**Your objective:** According to the news article below on the transformer hearing, what share of distribution transformers currently use amorphous steel?

**Study text:**
⁂
September 18, 2023
by Paul Ciampoli
APPA News Director
September 18, 2023
Lawmakers voiced concerns on Sept. 13 about a Department of Energy proposal that would require a stricter standard that changes the material used in distribution transformers from grain-oriented electrical steel to amorphous steel.
The lawmakers highlighted their concerns about the proposal at a hearing held by the House Energy and Commerce Committee’s Subcommittee on Energy, Climate, and Grid Security titled, “Keeping the Light On: Enhancing Reliability and Efficiency to Power American Homes.”
The hearing focused on three bills including a bill sponsored by Rep. Richard Hudson (R-NC) that would prohibit DOE from increasing distribution transformer conservation standards for five years (H.R. 4167, the Protecting America’s Distribution Transformer Supply Chain Act).
The American Public Power Association on Sept.13 voiced support for Hudson’s bill in a Statement for the Record submitted for the hearing.
In December 2022, APPA and other impacted organizations were dismayed when DOE announced a notice of proposed rulemaking (NOPR) seeking to increase conservation standards for distribution transformers.
The NOPR would require a stricter standard that changes the material used in distribution transformers from grain-oriented electrical steel to amorphous steel.
Amorphous steel is currently used in less than five percent of distribution transformers. “Requiring the expansion of amorphous steel in distribution transformers would halt current investment in production and materials, resulting in a complete retooling of manufacturing production lines, thereby exacerbating the severe shortage,” Desmarie Waterhouse, Senior Vice President, Advocacy and Communications & General Counsel at APPA, wrote in the Statement for the Record.
At the hearing, Rep. Bob Latta (R-Ohio) said that as he has traveled across his district and spoken with utilities and cooperatives, “a prime issue that has been raised in the supply chain crunch” for distribution transformers.”
He noted that since the Covid-19 pandemic, “the lead times for procuring new transformers have only gotten worse. This means that in the event of an emergency, utilities will have a harder time maintaining or restoring continuous power to their customers if they don’t have an adequate supply of replacement transformers.”
Latta said it was “baffling” to him as to why the DOE has proposed new standards that “would make the supply chain crisis worse.” He said that such a move would result in a distribution transformer market that relies on “one producer that doesn’t have enough capacity to meet the current demand.” Latta is a co-sponsor of H.R. 4167.
Subcommittee Chairman Jeff Duncan (R-SC) said, “DOE already mandates distribution transformers be manufactured at an incredibly high efficiency standard. They’re already at 99.53 percent efficient.”
The DOE rulemaking “will increase the efficiency by only a fraction of a percentage point, but significantly disrupt production of transformers, which utilities already have difficulty producing,” he said.
⁂
**Dataset content:**
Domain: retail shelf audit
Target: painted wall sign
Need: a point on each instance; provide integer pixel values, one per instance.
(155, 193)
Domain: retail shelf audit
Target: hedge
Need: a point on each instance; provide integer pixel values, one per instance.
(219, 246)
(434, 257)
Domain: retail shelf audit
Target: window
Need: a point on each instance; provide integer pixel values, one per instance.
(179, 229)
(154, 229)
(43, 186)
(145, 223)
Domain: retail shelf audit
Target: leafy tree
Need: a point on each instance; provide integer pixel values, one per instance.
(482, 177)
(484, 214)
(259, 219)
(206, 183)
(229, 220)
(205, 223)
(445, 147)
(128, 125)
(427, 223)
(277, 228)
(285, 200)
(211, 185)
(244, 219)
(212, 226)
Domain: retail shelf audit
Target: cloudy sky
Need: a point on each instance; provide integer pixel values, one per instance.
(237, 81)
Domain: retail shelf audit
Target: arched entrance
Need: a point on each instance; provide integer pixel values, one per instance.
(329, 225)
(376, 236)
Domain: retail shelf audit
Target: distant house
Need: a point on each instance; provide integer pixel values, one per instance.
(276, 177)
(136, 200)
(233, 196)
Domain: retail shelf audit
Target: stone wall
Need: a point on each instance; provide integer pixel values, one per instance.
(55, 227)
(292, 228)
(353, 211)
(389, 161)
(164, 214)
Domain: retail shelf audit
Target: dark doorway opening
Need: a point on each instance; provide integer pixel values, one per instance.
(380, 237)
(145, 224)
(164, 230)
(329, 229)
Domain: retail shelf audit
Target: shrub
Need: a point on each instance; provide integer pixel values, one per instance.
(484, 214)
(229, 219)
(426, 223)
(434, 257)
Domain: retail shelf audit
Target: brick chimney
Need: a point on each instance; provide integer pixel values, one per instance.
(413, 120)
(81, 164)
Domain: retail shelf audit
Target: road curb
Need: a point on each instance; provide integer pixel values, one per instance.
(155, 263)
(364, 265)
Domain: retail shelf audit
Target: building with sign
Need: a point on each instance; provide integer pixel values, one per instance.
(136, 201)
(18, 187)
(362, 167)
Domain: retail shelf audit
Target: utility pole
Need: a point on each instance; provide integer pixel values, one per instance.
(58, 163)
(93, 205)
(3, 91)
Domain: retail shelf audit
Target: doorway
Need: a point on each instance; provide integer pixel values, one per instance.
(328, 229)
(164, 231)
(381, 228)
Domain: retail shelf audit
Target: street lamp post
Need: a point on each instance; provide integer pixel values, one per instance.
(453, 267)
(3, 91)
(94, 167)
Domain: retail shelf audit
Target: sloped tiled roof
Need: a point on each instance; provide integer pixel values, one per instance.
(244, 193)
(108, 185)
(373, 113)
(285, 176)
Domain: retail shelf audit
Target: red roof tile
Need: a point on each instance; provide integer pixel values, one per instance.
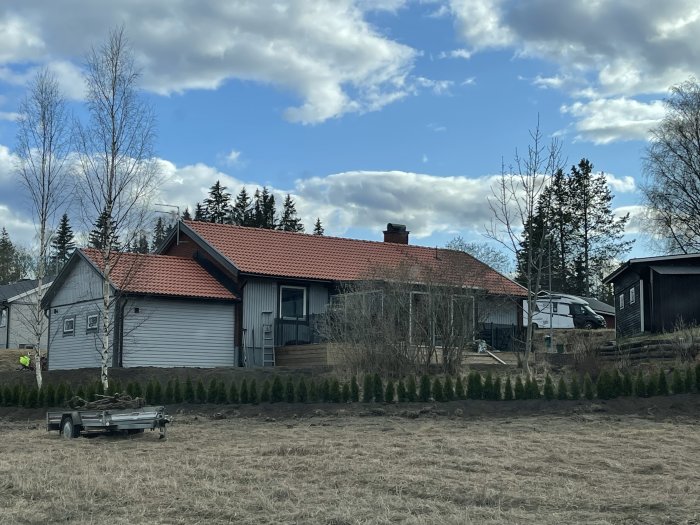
(161, 275)
(297, 255)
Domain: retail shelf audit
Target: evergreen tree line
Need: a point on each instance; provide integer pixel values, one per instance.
(256, 211)
(610, 384)
(582, 236)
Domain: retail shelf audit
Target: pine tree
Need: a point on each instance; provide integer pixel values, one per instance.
(158, 235)
(103, 231)
(302, 391)
(508, 392)
(62, 245)
(562, 392)
(217, 206)
(354, 390)
(290, 221)
(289, 395)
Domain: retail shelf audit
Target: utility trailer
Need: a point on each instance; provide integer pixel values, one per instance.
(73, 423)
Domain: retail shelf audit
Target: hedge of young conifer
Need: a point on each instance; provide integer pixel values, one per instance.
(609, 384)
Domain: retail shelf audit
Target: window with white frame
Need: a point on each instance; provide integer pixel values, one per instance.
(92, 323)
(292, 302)
(69, 326)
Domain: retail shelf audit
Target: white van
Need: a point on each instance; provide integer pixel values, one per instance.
(563, 311)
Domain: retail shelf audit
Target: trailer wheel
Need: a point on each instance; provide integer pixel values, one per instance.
(68, 429)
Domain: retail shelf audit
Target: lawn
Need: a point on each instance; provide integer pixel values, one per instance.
(343, 467)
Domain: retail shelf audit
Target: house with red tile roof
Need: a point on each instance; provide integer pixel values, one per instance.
(221, 295)
(286, 280)
(166, 311)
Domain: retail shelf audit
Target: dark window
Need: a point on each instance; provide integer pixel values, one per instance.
(292, 302)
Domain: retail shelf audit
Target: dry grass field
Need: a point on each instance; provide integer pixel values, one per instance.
(338, 467)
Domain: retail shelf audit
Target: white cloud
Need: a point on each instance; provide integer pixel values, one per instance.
(624, 184)
(606, 120)
(322, 51)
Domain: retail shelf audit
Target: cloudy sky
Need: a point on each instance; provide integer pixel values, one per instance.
(367, 112)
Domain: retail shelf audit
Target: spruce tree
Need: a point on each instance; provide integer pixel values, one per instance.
(508, 391)
(302, 391)
(245, 397)
(290, 221)
(411, 389)
(217, 205)
(562, 392)
(677, 385)
(289, 394)
(401, 391)
(277, 394)
(241, 213)
(438, 393)
(233, 395)
(548, 388)
(424, 394)
(62, 245)
(459, 388)
(354, 390)
(588, 390)
(448, 389)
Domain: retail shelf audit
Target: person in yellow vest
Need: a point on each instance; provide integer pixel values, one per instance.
(24, 361)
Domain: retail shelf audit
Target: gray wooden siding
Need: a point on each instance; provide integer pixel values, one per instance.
(82, 283)
(168, 333)
(80, 350)
(497, 310)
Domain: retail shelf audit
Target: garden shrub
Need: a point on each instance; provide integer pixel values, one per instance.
(424, 394)
(588, 390)
(289, 394)
(302, 391)
(411, 389)
(508, 390)
(354, 390)
(548, 388)
(562, 392)
(390, 392)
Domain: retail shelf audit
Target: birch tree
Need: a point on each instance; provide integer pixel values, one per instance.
(514, 203)
(117, 169)
(43, 146)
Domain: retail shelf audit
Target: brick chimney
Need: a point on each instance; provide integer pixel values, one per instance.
(396, 233)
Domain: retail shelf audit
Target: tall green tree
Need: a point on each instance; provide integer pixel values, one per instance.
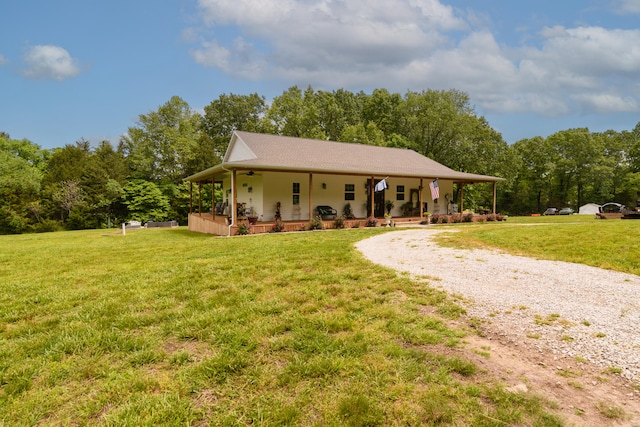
(144, 201)
(21, 165)
(437, 123)
(531, 189)
(577, 155)
(163, 144)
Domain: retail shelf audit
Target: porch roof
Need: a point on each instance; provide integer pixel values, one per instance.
(265, 152)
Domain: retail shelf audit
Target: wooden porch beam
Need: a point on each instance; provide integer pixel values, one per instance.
(310, 196)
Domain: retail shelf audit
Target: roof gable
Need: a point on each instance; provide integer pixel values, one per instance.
(238, 151)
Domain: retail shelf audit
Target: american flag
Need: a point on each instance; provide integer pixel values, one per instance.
(435, 191)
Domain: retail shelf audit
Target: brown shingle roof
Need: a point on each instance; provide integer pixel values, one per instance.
(273, 152)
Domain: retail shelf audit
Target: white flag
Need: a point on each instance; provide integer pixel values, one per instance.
(435, 190)
(381, 186)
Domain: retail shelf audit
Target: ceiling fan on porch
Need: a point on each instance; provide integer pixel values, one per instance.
(248, 172)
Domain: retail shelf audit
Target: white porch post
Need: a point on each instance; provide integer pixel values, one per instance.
(420, 199)
(371, 202)
(494, 196)
(234, 198)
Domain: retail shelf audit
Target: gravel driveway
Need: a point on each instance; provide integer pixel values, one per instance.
(569, 309)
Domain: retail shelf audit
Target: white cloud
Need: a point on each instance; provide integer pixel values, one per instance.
(48, 62)
(419, 44)
(627, 6)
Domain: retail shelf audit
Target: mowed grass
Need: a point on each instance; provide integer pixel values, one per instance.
(612, 244)
(168, 327)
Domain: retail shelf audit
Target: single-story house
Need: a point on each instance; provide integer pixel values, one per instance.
(272, 177)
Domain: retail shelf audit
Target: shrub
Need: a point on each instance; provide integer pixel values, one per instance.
(47, 225)
(277, 227)
(316, 223)
(243, 229)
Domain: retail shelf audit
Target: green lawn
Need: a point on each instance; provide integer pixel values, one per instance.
(613, 244)
(168, 327)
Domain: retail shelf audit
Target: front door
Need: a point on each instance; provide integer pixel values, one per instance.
(378, 202)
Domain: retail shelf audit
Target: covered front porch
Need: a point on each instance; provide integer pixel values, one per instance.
(220, 225)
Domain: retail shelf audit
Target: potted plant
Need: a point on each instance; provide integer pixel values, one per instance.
(388, 204)
(253, 216)
(427, 217)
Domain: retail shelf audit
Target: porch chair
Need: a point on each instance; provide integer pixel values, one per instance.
(326, 211)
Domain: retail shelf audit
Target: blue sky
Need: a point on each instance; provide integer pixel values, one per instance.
(72, 69)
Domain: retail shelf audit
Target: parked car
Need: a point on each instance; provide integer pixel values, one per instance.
(612, 207)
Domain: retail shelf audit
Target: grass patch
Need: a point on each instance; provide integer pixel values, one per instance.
(609, 244)
(168, 327)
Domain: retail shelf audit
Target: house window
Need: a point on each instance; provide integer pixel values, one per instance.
(296, 193)
(349, 191)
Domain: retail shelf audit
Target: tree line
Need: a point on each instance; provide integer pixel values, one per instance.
(79, 186)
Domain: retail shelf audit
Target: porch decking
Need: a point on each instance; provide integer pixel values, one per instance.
(207, 223)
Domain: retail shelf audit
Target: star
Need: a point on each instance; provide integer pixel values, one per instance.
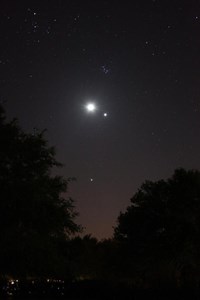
(91, 107)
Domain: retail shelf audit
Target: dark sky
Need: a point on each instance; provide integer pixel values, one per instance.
(139, 61)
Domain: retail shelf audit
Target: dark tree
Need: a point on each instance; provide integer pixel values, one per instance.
(36, 218)
(160, 230)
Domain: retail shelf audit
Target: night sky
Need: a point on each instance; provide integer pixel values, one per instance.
(138, 61)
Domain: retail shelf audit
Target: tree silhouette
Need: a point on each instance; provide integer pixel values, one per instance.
(35, 215)
(160, 229)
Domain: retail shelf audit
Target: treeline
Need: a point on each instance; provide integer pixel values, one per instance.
(155, 244)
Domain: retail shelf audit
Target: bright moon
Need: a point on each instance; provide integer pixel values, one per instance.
(91, 107)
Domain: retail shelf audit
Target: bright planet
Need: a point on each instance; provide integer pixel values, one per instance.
(91, 107)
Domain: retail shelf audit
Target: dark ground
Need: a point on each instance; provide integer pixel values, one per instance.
(89, 290)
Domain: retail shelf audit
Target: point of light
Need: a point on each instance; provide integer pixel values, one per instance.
(91, 107)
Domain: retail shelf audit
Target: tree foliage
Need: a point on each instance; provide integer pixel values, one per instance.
(161, 227)
(35, 215)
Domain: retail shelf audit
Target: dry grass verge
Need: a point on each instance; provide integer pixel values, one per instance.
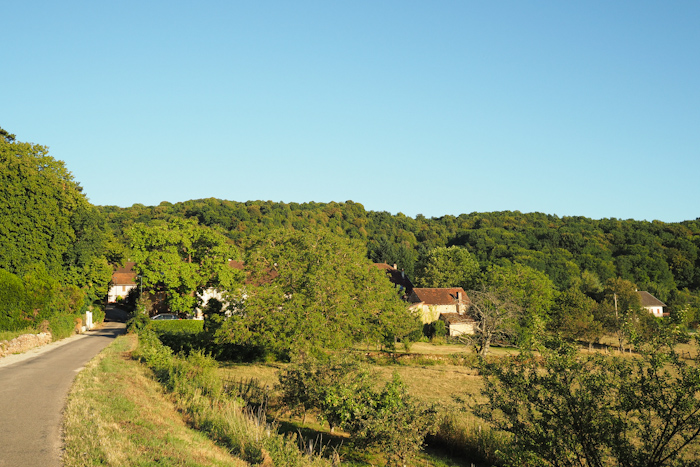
(118, 416)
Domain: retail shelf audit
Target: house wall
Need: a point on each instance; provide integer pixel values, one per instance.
(431, 313)
(457, 329)
(119, 290)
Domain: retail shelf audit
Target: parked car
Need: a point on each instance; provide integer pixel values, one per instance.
(165, 316)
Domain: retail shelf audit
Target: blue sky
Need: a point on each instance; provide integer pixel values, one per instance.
(447, 107)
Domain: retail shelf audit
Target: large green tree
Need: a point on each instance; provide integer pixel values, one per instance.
(47, 220)
(313, 289)
(448, 267)
(180, 258)
(571, 410)
(531, 290)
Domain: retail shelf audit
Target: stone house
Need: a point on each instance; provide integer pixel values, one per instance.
(652, 304)
(452, 302)
(123, 280)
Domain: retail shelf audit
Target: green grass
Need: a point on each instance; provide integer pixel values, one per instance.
(117, 415)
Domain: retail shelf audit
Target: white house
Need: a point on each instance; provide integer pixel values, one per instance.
(123, 280)
(449, 304)
(652, 304)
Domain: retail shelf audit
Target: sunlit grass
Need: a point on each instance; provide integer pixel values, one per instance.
(9, 335)
(117, 415)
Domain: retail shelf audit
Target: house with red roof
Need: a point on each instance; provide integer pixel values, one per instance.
⁂
**Finished exercise:** Less than five percent